Natural-language object grounding data:

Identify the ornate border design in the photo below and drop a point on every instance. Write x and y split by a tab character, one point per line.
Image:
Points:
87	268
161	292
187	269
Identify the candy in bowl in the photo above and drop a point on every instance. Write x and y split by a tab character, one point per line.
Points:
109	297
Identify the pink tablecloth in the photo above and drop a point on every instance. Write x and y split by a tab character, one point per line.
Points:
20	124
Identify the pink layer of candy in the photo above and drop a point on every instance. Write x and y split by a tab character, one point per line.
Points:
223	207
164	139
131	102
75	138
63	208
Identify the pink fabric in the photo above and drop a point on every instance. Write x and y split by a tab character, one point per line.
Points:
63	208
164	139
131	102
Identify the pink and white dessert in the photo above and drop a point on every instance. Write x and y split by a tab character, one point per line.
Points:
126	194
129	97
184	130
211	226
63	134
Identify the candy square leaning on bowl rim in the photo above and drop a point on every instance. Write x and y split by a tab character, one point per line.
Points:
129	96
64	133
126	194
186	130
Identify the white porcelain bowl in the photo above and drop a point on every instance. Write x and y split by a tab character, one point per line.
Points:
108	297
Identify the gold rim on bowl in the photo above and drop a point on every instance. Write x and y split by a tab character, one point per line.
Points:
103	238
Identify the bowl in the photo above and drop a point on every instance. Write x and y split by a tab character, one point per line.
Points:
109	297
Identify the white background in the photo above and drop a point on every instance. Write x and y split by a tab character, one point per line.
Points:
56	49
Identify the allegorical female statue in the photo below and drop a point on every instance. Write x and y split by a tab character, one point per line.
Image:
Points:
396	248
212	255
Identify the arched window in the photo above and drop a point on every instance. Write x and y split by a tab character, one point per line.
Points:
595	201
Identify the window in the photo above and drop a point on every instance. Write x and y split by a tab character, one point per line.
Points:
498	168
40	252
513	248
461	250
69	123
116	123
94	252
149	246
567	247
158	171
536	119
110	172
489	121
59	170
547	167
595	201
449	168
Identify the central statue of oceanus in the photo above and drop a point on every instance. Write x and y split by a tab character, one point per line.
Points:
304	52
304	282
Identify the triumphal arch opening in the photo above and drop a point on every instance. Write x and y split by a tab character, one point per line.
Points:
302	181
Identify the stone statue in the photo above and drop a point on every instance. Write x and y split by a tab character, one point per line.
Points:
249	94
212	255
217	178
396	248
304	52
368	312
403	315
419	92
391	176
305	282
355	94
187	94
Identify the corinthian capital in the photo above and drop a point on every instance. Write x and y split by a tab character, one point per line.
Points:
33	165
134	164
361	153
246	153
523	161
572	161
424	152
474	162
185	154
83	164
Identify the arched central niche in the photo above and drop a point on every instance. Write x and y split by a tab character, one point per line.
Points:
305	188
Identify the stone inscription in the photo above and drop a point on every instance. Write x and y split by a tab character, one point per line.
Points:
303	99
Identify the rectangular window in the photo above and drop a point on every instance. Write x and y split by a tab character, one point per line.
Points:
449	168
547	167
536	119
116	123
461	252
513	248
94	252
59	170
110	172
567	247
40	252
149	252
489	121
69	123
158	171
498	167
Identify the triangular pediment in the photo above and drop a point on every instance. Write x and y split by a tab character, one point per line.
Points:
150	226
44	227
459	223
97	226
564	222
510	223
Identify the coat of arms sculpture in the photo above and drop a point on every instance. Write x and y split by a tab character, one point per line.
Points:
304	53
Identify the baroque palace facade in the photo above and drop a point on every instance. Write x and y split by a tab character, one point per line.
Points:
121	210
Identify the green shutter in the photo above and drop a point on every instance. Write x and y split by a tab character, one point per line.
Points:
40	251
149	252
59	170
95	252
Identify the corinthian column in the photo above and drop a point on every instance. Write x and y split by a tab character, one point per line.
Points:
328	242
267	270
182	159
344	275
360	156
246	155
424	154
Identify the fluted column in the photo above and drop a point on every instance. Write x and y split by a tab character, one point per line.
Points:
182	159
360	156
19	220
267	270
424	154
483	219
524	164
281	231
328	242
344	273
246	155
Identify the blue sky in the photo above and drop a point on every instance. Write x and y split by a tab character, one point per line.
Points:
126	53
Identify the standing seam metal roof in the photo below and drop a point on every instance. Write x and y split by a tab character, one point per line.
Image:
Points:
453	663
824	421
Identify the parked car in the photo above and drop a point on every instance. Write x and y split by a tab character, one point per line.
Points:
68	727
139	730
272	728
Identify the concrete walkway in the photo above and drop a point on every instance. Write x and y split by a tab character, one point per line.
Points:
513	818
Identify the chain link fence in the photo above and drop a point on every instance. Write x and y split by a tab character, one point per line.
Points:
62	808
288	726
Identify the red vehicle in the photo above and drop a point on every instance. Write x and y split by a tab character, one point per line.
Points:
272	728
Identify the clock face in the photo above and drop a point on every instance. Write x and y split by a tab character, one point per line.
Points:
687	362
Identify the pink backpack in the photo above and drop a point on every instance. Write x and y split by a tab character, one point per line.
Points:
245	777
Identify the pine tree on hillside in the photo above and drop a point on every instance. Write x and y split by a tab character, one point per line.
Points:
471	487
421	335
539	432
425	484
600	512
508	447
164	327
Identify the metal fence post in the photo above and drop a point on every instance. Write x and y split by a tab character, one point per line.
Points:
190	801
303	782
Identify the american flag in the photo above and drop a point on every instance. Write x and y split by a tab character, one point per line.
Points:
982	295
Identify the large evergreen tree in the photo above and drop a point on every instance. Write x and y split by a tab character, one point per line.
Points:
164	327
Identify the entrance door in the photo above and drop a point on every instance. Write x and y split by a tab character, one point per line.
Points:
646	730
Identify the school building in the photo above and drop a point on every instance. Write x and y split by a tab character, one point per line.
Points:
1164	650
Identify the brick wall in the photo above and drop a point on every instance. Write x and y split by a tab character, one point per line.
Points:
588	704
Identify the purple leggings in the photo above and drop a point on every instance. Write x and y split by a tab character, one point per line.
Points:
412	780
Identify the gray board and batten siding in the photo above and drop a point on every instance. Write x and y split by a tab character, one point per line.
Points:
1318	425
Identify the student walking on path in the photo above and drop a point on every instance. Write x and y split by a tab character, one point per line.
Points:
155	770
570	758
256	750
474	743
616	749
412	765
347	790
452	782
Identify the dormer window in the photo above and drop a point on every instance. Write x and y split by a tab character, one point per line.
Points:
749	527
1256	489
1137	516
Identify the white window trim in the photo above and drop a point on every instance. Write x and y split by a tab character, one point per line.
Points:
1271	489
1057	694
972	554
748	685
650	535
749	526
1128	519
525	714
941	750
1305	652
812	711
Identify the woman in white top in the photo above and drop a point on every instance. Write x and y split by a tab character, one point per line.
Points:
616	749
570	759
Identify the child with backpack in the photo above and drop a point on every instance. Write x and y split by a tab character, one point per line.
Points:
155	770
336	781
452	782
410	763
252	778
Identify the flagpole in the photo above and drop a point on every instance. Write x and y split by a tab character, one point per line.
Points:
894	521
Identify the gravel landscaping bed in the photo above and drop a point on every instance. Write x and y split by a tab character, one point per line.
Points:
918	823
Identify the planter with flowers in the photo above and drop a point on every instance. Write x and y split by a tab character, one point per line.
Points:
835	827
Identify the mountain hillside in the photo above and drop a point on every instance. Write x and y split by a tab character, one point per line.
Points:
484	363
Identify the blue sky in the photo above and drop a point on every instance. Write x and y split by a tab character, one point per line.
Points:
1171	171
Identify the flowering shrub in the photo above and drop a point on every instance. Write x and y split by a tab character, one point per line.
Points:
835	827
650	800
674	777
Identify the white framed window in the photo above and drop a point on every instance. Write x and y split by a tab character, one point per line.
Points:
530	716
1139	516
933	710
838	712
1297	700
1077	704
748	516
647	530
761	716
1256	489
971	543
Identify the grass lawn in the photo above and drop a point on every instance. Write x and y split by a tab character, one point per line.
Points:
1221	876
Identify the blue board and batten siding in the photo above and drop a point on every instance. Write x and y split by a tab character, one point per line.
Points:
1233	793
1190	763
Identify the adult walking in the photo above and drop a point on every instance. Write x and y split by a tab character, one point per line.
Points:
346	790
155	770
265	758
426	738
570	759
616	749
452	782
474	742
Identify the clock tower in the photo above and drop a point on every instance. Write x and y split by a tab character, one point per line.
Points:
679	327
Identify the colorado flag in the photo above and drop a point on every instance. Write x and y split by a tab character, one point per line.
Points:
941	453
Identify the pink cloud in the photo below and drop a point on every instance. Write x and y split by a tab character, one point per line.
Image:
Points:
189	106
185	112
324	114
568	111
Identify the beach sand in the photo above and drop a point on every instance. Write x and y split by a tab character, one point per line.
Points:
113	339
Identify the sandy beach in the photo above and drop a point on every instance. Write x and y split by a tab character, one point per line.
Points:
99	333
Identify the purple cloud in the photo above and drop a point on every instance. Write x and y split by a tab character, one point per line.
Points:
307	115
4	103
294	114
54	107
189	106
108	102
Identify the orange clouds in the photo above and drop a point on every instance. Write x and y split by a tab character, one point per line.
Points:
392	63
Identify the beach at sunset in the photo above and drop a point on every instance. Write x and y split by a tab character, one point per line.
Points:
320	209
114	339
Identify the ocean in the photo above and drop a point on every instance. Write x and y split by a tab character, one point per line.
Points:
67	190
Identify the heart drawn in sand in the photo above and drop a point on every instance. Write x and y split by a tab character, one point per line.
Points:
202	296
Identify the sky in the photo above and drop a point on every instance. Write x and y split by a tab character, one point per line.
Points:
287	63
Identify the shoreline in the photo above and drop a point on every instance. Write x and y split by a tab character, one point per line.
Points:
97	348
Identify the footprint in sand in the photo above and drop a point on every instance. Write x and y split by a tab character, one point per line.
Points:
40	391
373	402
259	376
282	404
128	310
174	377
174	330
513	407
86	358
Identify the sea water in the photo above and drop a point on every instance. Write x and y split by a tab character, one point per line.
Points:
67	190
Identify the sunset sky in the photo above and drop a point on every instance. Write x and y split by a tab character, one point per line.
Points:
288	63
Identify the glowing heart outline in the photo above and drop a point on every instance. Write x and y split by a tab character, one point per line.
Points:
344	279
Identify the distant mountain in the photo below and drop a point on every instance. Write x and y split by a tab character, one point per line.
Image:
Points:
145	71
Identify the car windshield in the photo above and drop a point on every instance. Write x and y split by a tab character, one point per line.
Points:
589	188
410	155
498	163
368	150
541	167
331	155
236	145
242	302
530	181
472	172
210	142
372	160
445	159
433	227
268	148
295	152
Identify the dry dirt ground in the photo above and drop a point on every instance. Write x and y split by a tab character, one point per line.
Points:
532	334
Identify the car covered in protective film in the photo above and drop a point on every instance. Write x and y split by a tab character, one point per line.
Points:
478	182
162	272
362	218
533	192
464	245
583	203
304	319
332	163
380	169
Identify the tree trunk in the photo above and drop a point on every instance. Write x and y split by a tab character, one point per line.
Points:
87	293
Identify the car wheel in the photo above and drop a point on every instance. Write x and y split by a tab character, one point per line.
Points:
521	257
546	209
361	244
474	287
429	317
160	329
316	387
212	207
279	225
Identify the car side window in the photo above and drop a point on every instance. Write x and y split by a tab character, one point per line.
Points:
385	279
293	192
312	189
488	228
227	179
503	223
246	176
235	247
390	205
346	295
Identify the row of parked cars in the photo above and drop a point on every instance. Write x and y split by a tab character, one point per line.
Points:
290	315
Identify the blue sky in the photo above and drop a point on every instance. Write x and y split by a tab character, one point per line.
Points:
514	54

The task:
The answer consists of every line above in which the word "tree" occurs.

Written response:
Identify the pine tree on hillside in the photo above and drop a point on every instance. Write x and y split by a tab character, one point per line.
Identify the large evergreen tree in the photo above and drop a point on every instance. Write x and y split by a tab character, one point per line.
Identify the tree trunk in the photo above and drop a point on every instance. Write x and y split by a tab character, one point per line.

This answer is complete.